To do: Copy the HIV/AIDS workplace policy text from "THE AIDS pandemic" down to "the third partner.", changing "tri-partite" to "three-party".

Excerpt to read:

============================================================

THE AIDS pandemic is affecting every area of life in almost every country on the planet. Governments and institutions are scrambling to draft appropriate policies to deal with this unprecedented challenge. Policies have to struggle with human rights issues, the impact and cost of the disease, and the need to control its spread.Last Thursday the tri-partite Labour Advisory Committee (LAC) endorsed a draft of the National Workplace Policy on HIV/AIDS. The policy has been long in the making and was not approved without strong disagreement between two of the LAC partners, the Jamaica Employers' Federation (JEF), representing employers, and the Joint Confederation of Trade Unions (JCTU), representing workers. Government is the third partner.
The concerns of the employers' union and the workers' unions must necessarily reflect significant differences. Employers will have concerns about loss of productivity from illnesses and the costs associated with HIV/AIDS in the workplace; workers and their unions will have large concerns about discrimination in employment and promotion based on HIV status. Both sets of concerns have to find fair balance.
In some African countries where HIV infection rates exceed 25 per cent of the population and are disproportionately higher among the productive labour force, businesses and governments have been forced to calculate HIV/AIDS as an important factor in their operations. On purely economic grounds, the exclusion of infected persons from the workplace would be a disaster for the continued capacity to operate. The main bone of contention between the JEF and the JCTU is the HIV screening of potential employees and candidates for promotion. The trade unions see this as opening the door to employment discrimination. Jacqueline Lloyd, the executive director of JEF, argues that employers have always tested for various diseases and that employers need to know the HIV status of employees for management purposes. She pointed out the concrete example of increased health insurance costs to companies and to non-HIV employees when employees are tested positive.

============================================================

Entries supplied:
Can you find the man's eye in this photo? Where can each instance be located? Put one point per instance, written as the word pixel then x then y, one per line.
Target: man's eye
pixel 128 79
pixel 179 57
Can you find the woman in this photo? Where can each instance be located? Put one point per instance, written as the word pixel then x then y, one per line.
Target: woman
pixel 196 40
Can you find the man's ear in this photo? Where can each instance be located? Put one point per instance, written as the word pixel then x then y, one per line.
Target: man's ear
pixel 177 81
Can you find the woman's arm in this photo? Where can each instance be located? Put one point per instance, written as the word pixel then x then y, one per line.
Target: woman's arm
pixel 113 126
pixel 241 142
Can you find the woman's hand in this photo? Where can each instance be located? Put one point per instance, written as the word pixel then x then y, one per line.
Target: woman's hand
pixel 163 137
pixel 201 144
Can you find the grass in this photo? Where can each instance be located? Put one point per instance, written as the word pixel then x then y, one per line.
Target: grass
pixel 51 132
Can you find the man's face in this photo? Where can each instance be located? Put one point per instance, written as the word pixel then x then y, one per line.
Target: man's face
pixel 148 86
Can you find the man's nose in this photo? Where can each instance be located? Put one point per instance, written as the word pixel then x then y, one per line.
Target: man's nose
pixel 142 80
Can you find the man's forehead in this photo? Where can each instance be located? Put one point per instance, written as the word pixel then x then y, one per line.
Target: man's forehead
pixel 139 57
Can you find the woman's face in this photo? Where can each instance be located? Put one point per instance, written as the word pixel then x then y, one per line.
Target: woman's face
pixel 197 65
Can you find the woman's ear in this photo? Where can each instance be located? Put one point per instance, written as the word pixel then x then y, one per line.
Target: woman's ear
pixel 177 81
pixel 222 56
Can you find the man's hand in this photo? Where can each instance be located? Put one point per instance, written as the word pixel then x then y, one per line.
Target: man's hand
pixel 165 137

============================================================

Solution:
THE AIDS pandemic is affecting every area of life in almost every country on the planet. Governments and institutions are scrambling to draft appropriate policies to deal with this unprecedented challenge. Policies have to struggle with human rights issues, the impact and cost of the disease, and the need to control its spread.Last Thursday the three-party Labour Advisory Committee (LAC) endorsed a draft of the National Workplace Policy on HIV/AIDS. The policy has been long in the making and was not approved without strong disagreement between two of the LAC partners, the Jamaica Employers' Federation (JEF), representing employers, and the Joint Confederation of Trade Unions (JCTU), representing workers. Government is the third partner.